____ Texto fornecido

Tentador falacioso e fatal do primeiro pecado,
o demônio continua hoje agindo com aleivosa astúcia. Ele é o inimigo oculto que
semeia erros e desventuras na história humana. Quais são, atualmente, as maiores
dificuldades da Igreja? Não vos cause espanto nossa resposta, como simplista ou
mesmo como supersticiosa e irreal: uma das maiores necessidades é a defesa
contra aquele mal que denominamos demônio. [...]
Realidade terrível, misteriosa e assustadora
“Atualmente, quais são as maiores
necessidades da Igreja? Não deveis considerar a nossa resposta simplista, ou
até supersticiosa e irreal: uma das maiores necessidades é a defesa daquele
mal, a que chamamos Demônio”. Antes de esclarecermos o nosso pensamento,
convidamos o vosso a abrir-se à luz da fé sobre a visão da vida humana, visão
que, deste observatório, se alarga imensamente e penetra em singulares
profundidades. E, para dizer a verdade, o quadro que somos convidados a
contemplar com realismo global é muito lindo. É o quadro da criação, a obra de
Deus, que o próprio Deus, como espelho exterior da sua sabedoria e do Seu
poder, admirou na sua beleza substancial (cf. Gn 1, 10 ss.). Além disso, é
muito interessante o quadro da história dramática da humanidade, da qual emerge
a da redenção, a de Cristo, da nossa salvação, com os seus magníficos tesouros
de revelação, de profecia, de santidade, de vida elevada a nível sobrenatural,
de promessas eternas (cf. Ef 1, 10). Se soubermos contemplar este quadro, não
poderemos deixar de ficar encantados (Santo Agostinho, Solilóquios); tudo tem
um sentido, tudo tem um fim, tudo tem uma ordem e tudo deixa entrever uma
Presença-Transcendência, um Pensamento, uma Vida e, finalmente, um Amor, de tal
modo que o universo, por aquilo que é e por aquilo que não é, se apresenta como
uma preparação entusiasmante e inebriante para alguma coisa ainda mais bela e
mais perfeita (cf. 1Cor 2, 9; Rm 8, 19-23). A visão cristã do cosmo e da vida
é, portanto, triunfalmente otimista; e esta visão justifica a nossa alegria e o
nosso reconhecimento pela vida, motivo por que, celebrando a glória de Deus,
cantamos a nossa felicidade.

________
____ Dados fornecidos

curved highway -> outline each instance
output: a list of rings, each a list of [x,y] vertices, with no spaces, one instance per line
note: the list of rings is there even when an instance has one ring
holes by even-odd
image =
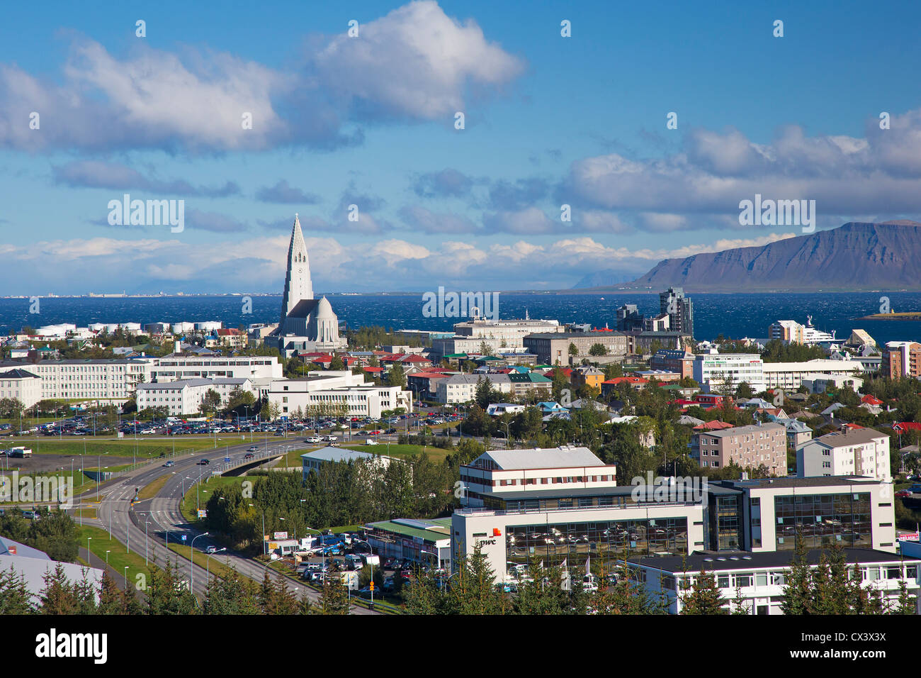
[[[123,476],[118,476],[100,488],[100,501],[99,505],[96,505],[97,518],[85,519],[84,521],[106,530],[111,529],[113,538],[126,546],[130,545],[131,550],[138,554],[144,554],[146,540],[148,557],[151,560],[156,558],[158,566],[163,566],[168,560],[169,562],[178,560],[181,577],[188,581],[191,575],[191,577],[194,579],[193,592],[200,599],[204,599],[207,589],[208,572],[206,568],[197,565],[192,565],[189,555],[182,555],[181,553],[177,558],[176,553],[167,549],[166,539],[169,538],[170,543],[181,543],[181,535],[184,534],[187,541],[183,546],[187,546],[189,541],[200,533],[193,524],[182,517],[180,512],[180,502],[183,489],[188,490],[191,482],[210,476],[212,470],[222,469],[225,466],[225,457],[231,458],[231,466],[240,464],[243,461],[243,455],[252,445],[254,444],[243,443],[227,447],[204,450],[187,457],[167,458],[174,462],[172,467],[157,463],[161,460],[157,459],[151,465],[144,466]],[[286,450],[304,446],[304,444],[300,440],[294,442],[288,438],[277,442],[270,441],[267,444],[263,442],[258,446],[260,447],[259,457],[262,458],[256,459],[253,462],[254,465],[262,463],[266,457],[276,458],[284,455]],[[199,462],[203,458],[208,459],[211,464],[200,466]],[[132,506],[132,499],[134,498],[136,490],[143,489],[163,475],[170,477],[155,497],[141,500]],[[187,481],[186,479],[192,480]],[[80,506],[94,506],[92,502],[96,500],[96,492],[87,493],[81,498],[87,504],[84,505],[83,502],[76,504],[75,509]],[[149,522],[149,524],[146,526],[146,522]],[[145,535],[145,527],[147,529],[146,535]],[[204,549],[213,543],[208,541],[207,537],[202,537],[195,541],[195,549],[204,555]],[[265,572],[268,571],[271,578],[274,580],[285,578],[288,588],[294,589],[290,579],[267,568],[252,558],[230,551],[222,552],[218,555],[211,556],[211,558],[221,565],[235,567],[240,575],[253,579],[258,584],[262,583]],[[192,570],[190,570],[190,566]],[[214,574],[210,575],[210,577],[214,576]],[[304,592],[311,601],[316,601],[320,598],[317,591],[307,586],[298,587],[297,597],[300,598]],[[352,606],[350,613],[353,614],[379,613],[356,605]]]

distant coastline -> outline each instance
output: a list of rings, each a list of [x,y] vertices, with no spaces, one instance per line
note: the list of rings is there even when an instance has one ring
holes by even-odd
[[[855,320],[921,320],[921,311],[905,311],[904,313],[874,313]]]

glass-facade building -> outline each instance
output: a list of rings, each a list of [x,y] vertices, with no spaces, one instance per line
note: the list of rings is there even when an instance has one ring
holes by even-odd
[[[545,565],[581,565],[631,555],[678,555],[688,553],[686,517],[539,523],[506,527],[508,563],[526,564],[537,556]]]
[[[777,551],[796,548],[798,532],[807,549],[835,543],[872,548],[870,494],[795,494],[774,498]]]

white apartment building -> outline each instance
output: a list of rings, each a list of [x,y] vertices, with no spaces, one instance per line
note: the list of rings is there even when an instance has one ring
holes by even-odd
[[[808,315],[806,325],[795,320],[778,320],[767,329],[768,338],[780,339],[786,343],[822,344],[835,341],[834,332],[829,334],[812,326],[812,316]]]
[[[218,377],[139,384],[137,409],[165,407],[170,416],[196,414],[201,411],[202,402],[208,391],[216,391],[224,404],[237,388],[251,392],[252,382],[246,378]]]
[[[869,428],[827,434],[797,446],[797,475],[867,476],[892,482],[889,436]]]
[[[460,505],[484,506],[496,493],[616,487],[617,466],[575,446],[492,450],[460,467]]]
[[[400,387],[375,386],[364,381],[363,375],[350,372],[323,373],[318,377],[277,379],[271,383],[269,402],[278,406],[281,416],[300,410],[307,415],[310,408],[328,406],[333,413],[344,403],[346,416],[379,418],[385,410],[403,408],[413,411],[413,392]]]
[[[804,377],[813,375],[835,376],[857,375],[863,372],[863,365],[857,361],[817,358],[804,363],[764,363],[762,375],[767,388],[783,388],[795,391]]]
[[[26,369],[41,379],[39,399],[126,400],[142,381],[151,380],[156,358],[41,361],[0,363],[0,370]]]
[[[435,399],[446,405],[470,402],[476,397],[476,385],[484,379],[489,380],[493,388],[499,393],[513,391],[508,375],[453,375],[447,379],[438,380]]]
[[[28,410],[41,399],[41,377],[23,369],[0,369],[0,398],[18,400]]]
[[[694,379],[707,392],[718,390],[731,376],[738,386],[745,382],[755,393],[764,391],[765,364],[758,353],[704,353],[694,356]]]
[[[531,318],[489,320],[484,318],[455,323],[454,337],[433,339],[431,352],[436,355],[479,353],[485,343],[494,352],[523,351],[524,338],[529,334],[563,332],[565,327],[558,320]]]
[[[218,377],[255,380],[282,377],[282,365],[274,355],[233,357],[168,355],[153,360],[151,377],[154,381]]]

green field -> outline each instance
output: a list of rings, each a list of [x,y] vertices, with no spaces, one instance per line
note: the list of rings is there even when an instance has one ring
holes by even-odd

________
____ Dados fornecidos

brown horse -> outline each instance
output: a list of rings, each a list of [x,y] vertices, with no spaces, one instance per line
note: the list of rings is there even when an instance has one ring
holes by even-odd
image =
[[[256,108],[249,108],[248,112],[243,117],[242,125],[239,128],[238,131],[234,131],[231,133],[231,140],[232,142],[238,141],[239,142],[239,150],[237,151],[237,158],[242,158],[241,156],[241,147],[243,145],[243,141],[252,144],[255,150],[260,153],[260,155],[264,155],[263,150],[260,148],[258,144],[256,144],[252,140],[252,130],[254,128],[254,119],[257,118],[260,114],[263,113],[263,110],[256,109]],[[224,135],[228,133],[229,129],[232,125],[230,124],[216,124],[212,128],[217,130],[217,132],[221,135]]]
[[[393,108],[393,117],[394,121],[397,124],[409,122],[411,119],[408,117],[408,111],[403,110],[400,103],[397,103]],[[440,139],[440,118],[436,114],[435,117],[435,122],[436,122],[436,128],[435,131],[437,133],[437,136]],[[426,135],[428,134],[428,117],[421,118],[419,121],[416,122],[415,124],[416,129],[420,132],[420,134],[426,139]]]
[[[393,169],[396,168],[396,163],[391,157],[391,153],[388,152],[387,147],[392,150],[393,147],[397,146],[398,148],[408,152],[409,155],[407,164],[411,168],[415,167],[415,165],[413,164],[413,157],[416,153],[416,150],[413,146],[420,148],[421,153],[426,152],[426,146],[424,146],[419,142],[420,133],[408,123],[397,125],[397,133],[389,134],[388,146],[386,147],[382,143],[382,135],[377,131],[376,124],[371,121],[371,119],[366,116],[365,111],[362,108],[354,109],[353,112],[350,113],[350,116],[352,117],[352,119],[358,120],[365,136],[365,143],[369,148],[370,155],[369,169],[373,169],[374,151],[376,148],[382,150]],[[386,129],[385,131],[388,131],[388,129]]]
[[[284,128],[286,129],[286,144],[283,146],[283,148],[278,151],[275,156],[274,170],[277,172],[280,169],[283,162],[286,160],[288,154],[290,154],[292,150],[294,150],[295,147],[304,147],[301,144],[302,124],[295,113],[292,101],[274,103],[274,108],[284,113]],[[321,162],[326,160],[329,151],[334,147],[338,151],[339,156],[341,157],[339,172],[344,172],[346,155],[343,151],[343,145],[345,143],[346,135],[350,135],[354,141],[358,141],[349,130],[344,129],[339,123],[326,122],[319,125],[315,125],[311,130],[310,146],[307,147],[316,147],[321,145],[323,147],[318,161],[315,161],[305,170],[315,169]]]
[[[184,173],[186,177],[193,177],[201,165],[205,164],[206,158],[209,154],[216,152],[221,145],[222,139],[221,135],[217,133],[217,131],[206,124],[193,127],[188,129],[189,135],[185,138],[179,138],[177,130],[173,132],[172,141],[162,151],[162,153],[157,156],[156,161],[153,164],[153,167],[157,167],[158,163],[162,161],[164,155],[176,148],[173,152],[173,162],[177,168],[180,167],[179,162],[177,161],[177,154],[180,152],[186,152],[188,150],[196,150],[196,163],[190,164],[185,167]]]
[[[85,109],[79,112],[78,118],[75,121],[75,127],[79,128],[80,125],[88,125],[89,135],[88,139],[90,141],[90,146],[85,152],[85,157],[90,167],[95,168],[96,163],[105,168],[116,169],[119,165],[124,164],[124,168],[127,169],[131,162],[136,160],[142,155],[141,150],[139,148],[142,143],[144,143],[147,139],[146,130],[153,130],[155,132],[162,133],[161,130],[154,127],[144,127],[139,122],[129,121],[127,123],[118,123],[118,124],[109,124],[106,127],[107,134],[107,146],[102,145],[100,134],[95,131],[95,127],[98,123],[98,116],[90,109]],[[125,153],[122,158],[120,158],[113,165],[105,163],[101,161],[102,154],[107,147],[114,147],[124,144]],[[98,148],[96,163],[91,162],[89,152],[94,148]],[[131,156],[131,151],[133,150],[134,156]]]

________

Reproduza na íntegra o texto sobre o demônio apresentado acima, sem alterar nenhuma palavra ou sinal.

Resultado:
Tentador falacioso e fatal do primeiro pecado,
o demônio continua hoje agindo com aleivosa astúcia. Ele é o inimigo oculto que
semeia erros e desventuras na história humana. Quais são, atualmente, as maiores
dificuldades da Igreja? Não vos cause espanto nossa resposta, como simplista ou
mesmo como supersticiosa e irreal: uma das maiores necessidades é a defesa
contra aquele mal que denominamos demônio. [...]
Realidade terrível, misteriosa e assustadora
“Atualmente, quais são as maiores
necessidades da Igreja? Não deveis considerar a nossa resposta simplista, ou
até supersticiosa e irreal: uma das maiores necessidades é a defesa daquele
mal, a que chamamos Demônio”. Antes de esclarecermos o nosso pensamento,
convidamos o vosso a abrir-se à luz da fé sobre a visão da vida humana, visão
que, deste observatório, se alarga imensamente e penetra em singulares
profundidades. E, para dizer a verdade, o quadro que somos convidados a
contemplar com realismo global é muito lindo. É o quadro da criação, a obra de
Deus, que o próprio Deus, como espelho exterior da sua sabedoria e do Seu
poder, admirou na sua beleza substancial (cf. Gn 1, 10 ss.). Além disso, é
muito interessante o quadro da história dramática da humanidade, da qual emerge
a da redenção, a de Cristo, da nossa salvação, com os seus magníficos tesouros
de revelação, de profecia, de santidade, de vida elevada a nível sobrenatural,
de promessas eternas (cf. Ef 1, 10). Se soubermos contemplar este quadro, não
poderemos deixar de ficar encantados (Santo Agostinho, Solilóquios); tudo tem
um sentido, tudo tem um fim, tudo tem uma ordem e tudo deixa entrever uma
Presença-Transcendência, um Pensamento, uma Vida e, finalmente, um Amor, de tal
modo que o universo, por aquilo que é e por aquilo que não é, se apresenta como
uma preparação entusiasmante e inebriante para alguma coisa ainda mais bela e
mais perfeita (cf. 1Cor 2, 9; Rm 8, 19-23). A visão cristã do cosmo e da vida
é, portanto, triunfalmente otimista; e esta visão justifica a nossa alegria e o
nosso reconhecimento pela vida, motivo por que, celebrando a glória de Deus,
cantamos a nossa felicidade.